(INSTRUCTIONS FOR THE TASK) Reproduce the material below with "outline" substituted by "boundary" and everything else left unchanged. Omit the pictures from your output.

--- start of DATA ENTRIES ---

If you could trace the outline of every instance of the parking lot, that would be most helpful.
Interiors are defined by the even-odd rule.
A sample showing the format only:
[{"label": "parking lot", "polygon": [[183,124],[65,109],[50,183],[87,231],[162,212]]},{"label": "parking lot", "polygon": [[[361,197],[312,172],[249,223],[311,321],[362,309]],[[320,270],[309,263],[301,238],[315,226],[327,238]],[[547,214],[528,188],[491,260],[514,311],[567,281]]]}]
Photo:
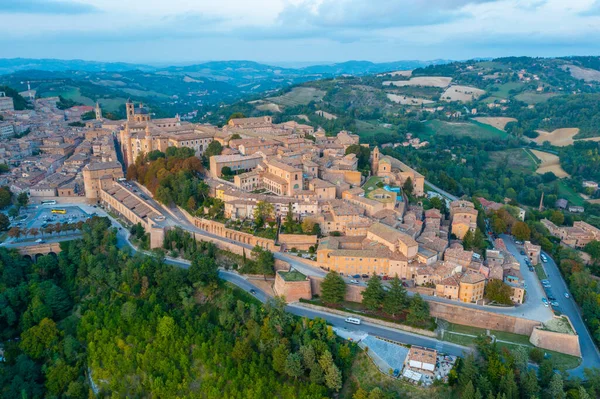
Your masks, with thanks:
[{"label": "parking lot", "polygon": [[[52,210],[62,210],[65,211],[65,213],[53,213]],[[19,227],[23,231],[19,241],[46,240],[49,238],[49,236],[44,233],[46,227],[57,223],[66,224],[77,223],[80,221],[85,222],[90,217],[91,215],[87,214],[77,206],[29,206],[18,220],[13,221],[11,227]],[[37,229],[38,234],[29,235],[27,232],[31,229]],[[72,234],[74,231],[70,231],[70,233]],[[63,235],[64,234],[65,233],[63,233]],[[9,238],[7,241],[13,240],[14,239]]]}]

--- end of DATA ENTRIES ---

(RESPONSE TO THIS EXERCISE)
If you could trace the boundary of every instance of the parking lot, that would be most helpful.
Interiors are defined by the even-odd rule.
A sample showing the format only:
[{"label": "parking lot", "polygon": [[183,124],[65,109],[50,183],[87,231],[162,212]]},{"label": "parking lot", "polygon": [[[361,197],[312,172],[249,223],[311,321],[362,309]],[[320,270],[309,263],[301,238],[315,226],[327,238]],[[547,214],[528,188],[491,260],[514,311],[567,281]]]}]
Photo:
Your masks, with thanks:
[{"label": "parking lot", "polygon": [[[52,210],[62,210],[65,211],[65,213],[53,213]],[[19,227],[23,231],[19,241],[46,240],[49,238],[49,236],[44,233],[46,227],[57,223],[66,224],[77,223],[80,221],[85,222],[90,217],[91,215],[87,214],[77,206],[29,206],[18,220],[13,221],[11,227]],[[37,229],[38,234],[29,235],[27,232],[31,229]],[[72,234],[74,231],[70,231],[70,233]],[[63,235],[64,234],[65,233],[63,233]],[[9,238],[7,241],[13,240],[14,239]]]}]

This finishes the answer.